- **WORK TO COMPLETE**: Report all lines below with the word "decorative".

- **THE INPUT**:
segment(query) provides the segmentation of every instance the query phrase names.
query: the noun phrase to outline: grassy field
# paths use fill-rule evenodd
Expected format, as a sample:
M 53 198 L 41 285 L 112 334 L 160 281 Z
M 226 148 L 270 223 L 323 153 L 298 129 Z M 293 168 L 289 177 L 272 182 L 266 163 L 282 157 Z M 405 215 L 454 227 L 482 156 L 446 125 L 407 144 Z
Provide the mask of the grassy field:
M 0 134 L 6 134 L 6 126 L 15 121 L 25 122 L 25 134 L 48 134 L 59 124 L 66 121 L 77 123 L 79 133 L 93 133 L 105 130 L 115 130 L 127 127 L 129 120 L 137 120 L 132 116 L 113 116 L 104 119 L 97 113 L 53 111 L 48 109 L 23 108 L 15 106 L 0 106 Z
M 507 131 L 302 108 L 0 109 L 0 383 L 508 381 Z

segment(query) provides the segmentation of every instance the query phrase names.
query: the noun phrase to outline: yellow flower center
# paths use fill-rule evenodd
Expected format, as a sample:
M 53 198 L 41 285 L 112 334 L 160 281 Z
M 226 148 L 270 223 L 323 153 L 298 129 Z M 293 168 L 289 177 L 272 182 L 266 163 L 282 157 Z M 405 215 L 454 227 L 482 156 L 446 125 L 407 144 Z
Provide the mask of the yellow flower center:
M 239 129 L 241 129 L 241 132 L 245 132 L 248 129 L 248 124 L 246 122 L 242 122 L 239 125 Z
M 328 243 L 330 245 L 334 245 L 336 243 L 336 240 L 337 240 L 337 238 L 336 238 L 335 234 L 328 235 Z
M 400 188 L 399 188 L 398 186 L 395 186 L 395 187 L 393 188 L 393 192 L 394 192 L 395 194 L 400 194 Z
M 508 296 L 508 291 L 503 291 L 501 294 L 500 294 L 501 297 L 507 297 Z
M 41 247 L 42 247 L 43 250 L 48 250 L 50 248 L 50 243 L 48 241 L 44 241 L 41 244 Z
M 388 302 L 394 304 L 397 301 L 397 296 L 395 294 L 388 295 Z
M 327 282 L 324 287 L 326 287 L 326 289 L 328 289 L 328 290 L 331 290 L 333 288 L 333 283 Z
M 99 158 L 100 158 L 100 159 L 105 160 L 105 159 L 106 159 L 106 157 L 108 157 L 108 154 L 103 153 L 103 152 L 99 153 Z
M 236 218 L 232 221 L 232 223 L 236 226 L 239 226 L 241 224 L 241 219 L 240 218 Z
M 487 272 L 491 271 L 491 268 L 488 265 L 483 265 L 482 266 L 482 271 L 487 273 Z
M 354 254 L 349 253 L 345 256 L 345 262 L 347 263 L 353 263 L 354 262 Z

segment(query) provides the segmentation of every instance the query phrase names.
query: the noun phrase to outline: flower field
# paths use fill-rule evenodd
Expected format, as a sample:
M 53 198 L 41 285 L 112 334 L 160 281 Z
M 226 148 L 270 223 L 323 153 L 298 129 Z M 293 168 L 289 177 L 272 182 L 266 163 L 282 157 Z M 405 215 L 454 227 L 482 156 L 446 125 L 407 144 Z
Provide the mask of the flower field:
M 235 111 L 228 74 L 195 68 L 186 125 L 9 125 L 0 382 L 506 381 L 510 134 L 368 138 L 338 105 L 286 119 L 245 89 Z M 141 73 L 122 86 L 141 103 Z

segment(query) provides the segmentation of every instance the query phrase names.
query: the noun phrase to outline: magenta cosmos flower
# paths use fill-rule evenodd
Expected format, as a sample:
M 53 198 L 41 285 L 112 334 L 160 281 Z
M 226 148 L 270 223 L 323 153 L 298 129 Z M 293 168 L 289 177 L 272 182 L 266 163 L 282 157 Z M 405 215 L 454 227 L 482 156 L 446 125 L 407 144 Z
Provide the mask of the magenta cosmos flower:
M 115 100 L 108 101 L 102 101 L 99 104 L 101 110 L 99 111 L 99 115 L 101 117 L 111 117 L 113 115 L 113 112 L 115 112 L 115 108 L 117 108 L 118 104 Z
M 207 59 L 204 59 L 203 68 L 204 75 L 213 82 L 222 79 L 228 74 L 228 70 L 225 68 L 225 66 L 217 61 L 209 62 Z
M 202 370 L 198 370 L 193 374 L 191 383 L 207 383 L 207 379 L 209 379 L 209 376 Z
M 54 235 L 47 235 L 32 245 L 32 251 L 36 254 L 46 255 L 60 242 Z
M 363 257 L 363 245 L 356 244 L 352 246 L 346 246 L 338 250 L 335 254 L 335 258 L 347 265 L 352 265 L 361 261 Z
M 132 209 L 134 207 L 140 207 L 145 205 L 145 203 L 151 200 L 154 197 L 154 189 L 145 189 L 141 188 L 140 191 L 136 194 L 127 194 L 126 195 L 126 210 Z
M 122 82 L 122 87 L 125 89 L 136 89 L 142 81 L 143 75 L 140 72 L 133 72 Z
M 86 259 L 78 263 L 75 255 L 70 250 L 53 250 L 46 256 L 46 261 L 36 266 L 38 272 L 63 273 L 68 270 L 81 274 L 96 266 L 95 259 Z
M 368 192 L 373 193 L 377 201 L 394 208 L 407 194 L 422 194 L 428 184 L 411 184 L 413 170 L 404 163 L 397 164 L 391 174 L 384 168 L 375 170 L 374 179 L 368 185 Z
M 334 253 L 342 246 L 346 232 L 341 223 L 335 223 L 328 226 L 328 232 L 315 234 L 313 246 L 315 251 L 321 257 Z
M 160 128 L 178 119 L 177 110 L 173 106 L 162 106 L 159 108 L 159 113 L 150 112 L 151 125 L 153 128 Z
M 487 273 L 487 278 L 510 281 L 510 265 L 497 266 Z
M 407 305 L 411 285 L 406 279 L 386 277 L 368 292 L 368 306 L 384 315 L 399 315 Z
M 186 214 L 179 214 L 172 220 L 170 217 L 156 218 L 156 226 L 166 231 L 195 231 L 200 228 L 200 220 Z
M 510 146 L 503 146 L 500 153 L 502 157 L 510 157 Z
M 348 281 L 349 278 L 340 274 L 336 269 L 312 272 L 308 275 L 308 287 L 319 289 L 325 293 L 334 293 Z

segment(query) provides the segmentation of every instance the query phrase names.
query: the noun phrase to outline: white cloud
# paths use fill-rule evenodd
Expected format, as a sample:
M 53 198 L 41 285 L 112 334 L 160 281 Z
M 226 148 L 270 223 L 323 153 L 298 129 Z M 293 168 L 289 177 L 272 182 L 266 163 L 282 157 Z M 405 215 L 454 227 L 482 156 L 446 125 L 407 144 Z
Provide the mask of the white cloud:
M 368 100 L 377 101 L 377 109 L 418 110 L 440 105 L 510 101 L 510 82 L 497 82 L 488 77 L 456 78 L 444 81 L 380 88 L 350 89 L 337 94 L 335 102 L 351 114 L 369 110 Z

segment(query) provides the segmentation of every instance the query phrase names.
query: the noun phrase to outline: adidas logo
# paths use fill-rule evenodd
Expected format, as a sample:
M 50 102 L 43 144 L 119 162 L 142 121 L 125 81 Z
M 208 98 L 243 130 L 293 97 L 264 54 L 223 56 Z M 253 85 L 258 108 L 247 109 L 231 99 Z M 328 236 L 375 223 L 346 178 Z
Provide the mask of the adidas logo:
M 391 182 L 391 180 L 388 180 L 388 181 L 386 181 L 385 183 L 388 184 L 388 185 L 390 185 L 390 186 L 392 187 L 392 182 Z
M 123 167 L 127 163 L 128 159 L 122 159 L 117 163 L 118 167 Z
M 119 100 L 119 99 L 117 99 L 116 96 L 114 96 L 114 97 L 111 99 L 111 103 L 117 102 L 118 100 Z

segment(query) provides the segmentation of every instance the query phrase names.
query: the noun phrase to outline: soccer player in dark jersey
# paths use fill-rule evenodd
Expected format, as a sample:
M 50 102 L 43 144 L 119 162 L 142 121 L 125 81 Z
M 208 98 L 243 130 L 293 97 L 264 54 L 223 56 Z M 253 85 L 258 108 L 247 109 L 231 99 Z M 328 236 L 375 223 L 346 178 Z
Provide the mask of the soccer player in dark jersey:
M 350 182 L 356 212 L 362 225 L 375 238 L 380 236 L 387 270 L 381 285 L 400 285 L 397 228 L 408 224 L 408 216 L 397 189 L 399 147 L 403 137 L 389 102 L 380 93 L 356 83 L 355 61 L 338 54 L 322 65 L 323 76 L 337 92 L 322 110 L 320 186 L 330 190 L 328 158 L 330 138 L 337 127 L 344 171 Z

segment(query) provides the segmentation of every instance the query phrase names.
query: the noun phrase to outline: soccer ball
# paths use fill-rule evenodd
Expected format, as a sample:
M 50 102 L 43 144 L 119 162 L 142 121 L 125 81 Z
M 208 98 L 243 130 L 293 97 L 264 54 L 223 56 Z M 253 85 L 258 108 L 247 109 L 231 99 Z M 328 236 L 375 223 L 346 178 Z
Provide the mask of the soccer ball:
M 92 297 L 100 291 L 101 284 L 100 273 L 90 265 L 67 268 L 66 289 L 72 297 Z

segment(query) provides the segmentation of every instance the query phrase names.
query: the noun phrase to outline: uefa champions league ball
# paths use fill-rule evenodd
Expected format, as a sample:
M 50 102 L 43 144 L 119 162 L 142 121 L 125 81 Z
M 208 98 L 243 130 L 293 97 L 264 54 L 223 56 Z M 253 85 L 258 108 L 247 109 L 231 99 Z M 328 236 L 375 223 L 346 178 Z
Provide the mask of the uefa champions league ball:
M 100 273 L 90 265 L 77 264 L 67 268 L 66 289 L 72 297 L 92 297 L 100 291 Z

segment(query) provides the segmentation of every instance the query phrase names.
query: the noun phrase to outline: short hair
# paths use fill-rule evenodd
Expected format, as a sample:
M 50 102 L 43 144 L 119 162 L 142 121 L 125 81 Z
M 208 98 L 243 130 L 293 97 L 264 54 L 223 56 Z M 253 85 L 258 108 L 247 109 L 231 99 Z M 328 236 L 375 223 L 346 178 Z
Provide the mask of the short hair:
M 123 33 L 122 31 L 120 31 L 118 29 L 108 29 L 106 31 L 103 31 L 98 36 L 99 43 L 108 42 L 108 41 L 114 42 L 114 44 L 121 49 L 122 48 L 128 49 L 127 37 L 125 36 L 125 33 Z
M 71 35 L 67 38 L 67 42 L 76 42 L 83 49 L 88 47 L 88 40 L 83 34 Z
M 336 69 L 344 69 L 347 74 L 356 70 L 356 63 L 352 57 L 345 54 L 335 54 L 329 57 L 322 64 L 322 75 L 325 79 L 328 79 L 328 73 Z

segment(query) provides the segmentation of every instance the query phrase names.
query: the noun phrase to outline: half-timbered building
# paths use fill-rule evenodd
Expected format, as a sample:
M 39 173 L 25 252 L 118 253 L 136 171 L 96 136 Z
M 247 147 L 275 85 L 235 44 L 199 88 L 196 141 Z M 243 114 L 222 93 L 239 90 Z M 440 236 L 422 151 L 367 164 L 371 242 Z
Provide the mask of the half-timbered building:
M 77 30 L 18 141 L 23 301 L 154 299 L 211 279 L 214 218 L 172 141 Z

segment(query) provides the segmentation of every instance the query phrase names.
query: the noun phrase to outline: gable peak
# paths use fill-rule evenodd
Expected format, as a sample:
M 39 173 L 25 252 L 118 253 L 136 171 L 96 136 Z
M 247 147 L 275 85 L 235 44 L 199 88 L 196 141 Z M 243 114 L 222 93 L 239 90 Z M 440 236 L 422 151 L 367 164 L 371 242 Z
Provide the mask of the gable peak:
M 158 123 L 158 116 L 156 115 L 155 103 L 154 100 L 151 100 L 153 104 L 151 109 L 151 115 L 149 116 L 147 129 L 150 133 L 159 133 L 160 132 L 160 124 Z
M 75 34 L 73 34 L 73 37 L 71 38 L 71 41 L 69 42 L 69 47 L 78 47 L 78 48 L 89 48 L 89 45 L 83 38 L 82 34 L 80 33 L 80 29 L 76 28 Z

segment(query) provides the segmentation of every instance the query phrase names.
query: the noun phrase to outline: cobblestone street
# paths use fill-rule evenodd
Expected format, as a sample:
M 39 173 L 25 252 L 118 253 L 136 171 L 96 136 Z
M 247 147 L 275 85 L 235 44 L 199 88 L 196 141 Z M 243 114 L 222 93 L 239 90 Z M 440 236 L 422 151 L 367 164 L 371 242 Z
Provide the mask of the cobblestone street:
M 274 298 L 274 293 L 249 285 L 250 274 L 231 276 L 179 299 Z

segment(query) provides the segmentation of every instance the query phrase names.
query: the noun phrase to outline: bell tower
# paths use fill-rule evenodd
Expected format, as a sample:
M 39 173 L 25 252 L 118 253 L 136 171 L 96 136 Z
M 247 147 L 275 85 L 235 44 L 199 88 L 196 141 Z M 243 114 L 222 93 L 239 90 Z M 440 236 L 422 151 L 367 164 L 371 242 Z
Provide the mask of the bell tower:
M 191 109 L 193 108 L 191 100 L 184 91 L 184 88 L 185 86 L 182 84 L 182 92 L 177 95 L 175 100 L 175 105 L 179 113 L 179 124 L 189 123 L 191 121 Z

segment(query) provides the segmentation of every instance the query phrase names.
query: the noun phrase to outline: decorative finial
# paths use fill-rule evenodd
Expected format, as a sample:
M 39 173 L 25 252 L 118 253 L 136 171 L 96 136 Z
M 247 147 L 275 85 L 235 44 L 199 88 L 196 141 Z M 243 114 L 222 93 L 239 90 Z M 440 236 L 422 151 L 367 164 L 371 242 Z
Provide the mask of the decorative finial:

- **RESPONSE TO THE EXERCISE**:
query: the noun phrase to outline: decorative finial
Provide the mask of the decorative finial:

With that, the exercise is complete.